## Consigne
Extrayez intégralement le droit de réponse ci-dessous, s'il vous plaît, sans en modifier un seul mot.

## Document source
:::::
Libre opinion

DROIT DE RÉPONSE A L’ARTICLE « L’ÉCHEC FONDATEUR » DE CLEMENT MBOUTE-MBAMBA

Par Sandrine MANDANE
Team GMN

Monsieur Clément Boute MBamba

Vous avez récemment, et en termes assez virulents, mise en cause la vision d’un homme, le professeur Gaston N’Guérékata pour ne pas le nommer, coupable selon vous de soutenir une option fédérale comme voie d’avenir pour la République Centrafricaine. Vous avez évidemment le droit de n’être pas d’accord, de contester cette analyse, de lui opposer vos arguments et votre propre vision. Mais pourquoi de cette manière ? Pourquoi avec autant de haine et d’agressivité ? Peut-être que le fait que lui agisse alors que vous vous contentez de parler – j’ajouterai au passage : mal et avec un grand mépris pour le Centrafrique et les centrafricains – vous a irrité. Peut-être que son courage, qui se manifeste au quotidien par sa présence dans les zones dangereuses, et qui souligne en creux votre propre inaptitude à prendre des risques pour le salut du peuple, vous a aigri?
:::::
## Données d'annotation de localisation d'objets
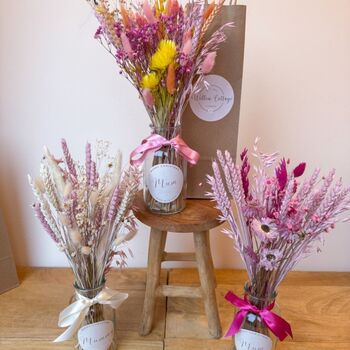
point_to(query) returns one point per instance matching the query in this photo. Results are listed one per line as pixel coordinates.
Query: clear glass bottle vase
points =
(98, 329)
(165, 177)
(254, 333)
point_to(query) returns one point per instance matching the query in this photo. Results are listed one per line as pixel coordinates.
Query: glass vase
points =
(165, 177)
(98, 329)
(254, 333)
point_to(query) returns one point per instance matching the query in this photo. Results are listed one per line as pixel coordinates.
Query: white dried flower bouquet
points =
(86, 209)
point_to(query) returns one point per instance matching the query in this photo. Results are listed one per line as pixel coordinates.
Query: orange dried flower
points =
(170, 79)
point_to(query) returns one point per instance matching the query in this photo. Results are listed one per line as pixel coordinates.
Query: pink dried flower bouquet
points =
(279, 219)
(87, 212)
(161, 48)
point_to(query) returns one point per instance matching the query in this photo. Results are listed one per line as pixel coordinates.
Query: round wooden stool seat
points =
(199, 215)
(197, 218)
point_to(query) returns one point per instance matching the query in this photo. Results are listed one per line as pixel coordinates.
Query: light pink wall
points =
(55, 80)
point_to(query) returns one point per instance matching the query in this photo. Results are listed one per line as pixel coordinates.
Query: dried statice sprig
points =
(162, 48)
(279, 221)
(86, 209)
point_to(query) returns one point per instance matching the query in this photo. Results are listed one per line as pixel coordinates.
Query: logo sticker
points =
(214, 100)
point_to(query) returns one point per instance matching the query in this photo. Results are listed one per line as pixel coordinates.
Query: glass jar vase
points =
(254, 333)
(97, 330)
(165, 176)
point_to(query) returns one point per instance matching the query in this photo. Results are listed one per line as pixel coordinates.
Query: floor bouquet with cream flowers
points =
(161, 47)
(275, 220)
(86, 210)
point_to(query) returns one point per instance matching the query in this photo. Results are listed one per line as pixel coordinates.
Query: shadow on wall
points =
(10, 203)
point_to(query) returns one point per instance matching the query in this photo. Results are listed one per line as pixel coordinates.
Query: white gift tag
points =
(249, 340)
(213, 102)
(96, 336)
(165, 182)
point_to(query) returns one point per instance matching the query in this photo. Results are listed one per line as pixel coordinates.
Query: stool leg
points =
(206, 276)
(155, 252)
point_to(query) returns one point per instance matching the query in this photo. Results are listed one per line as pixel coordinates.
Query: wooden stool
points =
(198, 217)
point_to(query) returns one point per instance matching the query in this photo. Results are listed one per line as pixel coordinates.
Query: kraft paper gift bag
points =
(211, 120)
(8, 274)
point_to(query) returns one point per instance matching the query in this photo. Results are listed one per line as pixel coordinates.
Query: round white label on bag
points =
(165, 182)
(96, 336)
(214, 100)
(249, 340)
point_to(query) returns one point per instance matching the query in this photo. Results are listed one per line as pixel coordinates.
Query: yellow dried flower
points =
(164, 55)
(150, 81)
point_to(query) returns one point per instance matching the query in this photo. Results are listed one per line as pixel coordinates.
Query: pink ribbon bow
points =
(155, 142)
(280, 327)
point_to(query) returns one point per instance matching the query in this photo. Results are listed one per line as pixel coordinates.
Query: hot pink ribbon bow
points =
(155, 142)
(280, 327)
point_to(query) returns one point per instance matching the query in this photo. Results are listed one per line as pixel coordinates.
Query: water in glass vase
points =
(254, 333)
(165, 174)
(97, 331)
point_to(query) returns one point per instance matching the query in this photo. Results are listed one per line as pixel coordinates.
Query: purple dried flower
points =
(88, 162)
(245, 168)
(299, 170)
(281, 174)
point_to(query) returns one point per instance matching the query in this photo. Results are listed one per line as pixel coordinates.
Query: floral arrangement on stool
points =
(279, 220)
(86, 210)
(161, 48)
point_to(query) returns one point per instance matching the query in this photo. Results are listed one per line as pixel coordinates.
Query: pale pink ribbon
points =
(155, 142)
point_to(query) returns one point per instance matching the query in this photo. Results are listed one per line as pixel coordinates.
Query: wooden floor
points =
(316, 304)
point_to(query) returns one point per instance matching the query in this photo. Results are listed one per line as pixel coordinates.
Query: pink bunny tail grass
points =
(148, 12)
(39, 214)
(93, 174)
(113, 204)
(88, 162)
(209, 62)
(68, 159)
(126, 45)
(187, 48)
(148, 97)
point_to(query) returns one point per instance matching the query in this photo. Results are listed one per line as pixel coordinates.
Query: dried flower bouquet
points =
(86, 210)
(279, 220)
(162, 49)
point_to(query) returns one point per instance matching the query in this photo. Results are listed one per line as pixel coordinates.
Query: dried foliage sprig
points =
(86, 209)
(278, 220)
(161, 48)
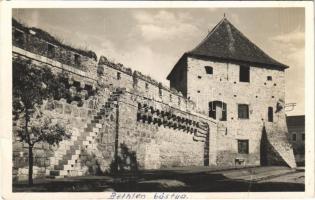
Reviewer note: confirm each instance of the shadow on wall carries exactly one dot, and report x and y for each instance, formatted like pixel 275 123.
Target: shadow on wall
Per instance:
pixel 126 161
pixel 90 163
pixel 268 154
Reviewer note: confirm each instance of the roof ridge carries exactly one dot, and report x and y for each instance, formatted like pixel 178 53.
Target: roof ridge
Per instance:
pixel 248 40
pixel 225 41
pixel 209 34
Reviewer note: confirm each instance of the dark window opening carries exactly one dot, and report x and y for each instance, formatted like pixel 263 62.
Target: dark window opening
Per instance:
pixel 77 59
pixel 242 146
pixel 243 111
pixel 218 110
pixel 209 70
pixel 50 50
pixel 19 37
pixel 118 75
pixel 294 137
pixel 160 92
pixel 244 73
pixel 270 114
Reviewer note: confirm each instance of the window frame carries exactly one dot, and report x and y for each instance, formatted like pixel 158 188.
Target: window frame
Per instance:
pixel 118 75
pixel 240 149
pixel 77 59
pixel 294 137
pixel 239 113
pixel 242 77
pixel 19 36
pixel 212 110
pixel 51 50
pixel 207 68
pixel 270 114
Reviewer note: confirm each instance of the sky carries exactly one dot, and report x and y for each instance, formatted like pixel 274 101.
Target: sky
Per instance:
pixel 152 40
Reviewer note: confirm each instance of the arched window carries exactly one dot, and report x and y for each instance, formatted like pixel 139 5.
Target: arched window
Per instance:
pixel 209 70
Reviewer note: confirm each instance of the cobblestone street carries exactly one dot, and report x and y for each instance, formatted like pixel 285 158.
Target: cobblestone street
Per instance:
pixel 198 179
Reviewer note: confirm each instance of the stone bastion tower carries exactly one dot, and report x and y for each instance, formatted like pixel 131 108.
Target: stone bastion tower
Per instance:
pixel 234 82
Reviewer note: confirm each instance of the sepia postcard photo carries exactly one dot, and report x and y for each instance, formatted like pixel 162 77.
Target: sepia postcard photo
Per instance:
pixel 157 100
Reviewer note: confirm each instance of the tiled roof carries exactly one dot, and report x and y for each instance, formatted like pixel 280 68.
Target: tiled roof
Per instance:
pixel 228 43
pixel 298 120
:::::
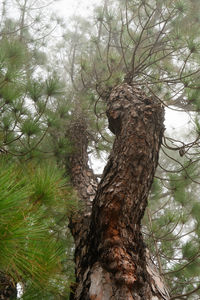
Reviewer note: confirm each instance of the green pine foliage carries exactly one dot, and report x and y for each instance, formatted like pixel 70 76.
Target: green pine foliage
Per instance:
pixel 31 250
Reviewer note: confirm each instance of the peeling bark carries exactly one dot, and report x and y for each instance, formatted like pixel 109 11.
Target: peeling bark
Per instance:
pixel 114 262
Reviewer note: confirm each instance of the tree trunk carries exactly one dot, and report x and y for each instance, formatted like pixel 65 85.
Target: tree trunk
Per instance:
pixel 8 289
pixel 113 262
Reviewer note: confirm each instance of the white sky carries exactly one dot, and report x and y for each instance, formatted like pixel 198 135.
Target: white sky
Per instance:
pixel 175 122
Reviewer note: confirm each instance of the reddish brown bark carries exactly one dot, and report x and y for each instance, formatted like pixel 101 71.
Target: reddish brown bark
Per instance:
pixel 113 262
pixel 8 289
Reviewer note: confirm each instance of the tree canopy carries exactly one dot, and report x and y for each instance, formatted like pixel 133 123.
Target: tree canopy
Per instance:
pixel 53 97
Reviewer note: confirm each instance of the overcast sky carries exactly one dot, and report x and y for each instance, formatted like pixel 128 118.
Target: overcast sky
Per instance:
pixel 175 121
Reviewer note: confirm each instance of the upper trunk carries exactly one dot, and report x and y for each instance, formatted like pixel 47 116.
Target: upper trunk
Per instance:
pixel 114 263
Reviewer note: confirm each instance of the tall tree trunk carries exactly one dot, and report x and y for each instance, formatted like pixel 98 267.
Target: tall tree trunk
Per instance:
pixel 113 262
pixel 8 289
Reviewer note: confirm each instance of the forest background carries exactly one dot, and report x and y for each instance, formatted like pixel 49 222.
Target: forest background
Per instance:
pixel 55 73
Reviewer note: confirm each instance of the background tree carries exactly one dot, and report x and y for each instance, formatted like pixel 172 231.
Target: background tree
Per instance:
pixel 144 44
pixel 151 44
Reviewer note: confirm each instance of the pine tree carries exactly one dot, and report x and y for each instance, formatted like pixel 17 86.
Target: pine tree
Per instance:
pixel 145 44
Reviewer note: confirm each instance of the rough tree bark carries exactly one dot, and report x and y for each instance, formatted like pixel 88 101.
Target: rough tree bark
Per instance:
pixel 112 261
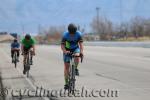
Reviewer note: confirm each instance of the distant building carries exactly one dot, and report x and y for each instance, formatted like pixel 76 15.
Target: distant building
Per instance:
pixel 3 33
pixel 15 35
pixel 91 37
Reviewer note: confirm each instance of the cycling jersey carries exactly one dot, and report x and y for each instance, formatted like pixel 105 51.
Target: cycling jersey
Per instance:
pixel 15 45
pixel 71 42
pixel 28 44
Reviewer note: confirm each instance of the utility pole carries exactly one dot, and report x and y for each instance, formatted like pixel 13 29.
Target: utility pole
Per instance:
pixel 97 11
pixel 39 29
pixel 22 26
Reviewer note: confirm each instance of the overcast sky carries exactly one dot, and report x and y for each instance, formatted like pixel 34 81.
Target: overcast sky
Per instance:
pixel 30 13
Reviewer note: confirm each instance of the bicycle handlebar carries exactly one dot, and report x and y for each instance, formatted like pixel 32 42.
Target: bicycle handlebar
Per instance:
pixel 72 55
:::::
## Résultat
Libre opinion

DROIT DE RÉPONSE A L’ARTICLE « L’ÉCHEC FONDATEUR » DE CLEMENT MBOUTE-MBAMBA

Par Sandrine MANDANE
Team GMN

Monsieur Clément Boute MBamba

Vous avez récemment, et en termes assez virulents, mise en cause la vision d’un homme, le professeur Gaston N’Guérékata pour ne pas le nommer, coupable selon vous de soutenir une option fédérale comme voie d’avenir pour la République Centrafricaine. Vous avez évidemment le droit de n’être pas d’accord, de contester cette analyse, de lui opposer vos arguments et votre propre vision. Mais pourquoi de cette manière ? Pourquoi avec autant de haine et d’agressivité ? Peut-être que le fait que lui agisse alors que vous vous contentez de parler – j’ajouterai au passage : mal et avec un grand mépris pour le Centrafrique et les centrafricains – vous a irrité. Peut-être que son courage, qui se manifeste au quotidien par sa présence dans les zones dangereuses, et qui souligne en creux votre propre inaptitude à prendre des risques pour le salut du peuple, vous a aigri?